WHAT YOU WILL DO:
Produce word for word the lines of the data below running from the one that has "Provide one point per instance of the tower roof, each" to the one that has "Provide one point per instance of the glass", inclusive, and no others.

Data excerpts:
○ ○ ○ ○ ○ ○ ○

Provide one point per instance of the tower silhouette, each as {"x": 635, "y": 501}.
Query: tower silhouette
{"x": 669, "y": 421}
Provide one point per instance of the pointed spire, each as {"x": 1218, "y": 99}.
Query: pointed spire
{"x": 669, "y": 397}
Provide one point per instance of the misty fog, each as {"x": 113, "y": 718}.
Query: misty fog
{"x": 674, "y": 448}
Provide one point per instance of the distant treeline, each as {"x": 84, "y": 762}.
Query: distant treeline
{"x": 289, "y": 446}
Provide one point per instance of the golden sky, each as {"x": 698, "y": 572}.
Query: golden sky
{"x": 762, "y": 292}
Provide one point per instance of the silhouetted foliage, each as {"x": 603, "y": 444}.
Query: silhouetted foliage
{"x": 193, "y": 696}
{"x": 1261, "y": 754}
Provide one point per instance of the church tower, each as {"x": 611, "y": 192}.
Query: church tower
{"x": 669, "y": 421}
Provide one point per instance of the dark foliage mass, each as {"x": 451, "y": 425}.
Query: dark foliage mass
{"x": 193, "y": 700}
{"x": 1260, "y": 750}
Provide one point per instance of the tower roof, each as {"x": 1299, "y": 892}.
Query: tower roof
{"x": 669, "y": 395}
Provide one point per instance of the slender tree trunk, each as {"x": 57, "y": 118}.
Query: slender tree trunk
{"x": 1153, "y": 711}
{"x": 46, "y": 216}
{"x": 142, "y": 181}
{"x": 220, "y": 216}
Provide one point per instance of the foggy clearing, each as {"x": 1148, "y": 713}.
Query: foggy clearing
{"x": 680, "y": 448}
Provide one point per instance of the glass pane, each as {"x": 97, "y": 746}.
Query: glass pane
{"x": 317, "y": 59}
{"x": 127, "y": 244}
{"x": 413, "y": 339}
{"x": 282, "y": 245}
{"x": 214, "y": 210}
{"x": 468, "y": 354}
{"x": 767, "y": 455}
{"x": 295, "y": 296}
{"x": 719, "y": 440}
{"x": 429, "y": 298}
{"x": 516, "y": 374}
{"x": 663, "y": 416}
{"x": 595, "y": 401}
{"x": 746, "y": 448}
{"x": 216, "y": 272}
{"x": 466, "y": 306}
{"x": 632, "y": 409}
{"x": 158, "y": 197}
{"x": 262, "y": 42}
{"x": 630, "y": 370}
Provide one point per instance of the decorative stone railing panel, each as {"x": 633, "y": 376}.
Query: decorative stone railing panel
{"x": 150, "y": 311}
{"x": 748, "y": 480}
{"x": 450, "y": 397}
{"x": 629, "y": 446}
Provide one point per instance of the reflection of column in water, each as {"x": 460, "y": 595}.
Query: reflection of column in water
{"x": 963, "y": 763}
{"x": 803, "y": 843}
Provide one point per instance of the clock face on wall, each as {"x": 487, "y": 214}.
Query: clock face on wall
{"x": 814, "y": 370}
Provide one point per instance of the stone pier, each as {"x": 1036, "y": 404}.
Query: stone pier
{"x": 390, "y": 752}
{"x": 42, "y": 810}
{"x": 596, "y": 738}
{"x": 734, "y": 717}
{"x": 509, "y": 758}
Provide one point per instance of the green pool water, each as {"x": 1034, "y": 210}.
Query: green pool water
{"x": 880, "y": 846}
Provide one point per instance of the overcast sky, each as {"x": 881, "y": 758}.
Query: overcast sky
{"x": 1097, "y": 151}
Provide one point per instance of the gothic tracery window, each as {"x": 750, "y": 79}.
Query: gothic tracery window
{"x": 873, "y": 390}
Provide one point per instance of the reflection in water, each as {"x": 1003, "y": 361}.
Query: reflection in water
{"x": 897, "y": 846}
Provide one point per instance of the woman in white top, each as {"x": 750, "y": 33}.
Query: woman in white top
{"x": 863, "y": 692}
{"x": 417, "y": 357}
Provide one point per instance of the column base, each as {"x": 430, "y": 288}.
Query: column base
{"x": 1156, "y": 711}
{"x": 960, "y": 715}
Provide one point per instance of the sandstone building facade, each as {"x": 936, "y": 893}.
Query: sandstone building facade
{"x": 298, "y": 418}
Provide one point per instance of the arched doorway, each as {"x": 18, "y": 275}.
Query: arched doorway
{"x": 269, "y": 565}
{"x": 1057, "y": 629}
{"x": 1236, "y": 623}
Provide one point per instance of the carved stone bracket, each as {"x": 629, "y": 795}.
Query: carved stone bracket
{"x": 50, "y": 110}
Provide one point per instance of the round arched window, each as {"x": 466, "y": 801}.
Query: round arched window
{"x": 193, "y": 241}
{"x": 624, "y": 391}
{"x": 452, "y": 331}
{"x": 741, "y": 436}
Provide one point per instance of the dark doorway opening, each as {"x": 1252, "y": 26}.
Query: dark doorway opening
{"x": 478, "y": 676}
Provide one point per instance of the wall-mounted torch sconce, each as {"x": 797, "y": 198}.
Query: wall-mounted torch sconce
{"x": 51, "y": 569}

○ ○ ○ ○ ○ ○ ○

SOLUTION:
Provide one point per instance of the tower roof, each as {"x": 1299, "y": 892}.
Query: tower roof
{"x": 669, "y": 395}
Provide one point per instance of the slender tree trunk, each as {"x": 57, "y": 118}.
Query: slender tree trunk
{"x": 1153, "y": 711}
{"x": 46, "y": 216}
{"x": 142, "y": 181}
{"x": 220, "y": 216}
Provide one point per instance of the foggy clearing, each as {"x": 1148, "y": 713}.
Query: foggy clearing
{"x": 680, "y": 448}
Provide one point per instance of the glass pane, each as {"x": 97, "y": 746}.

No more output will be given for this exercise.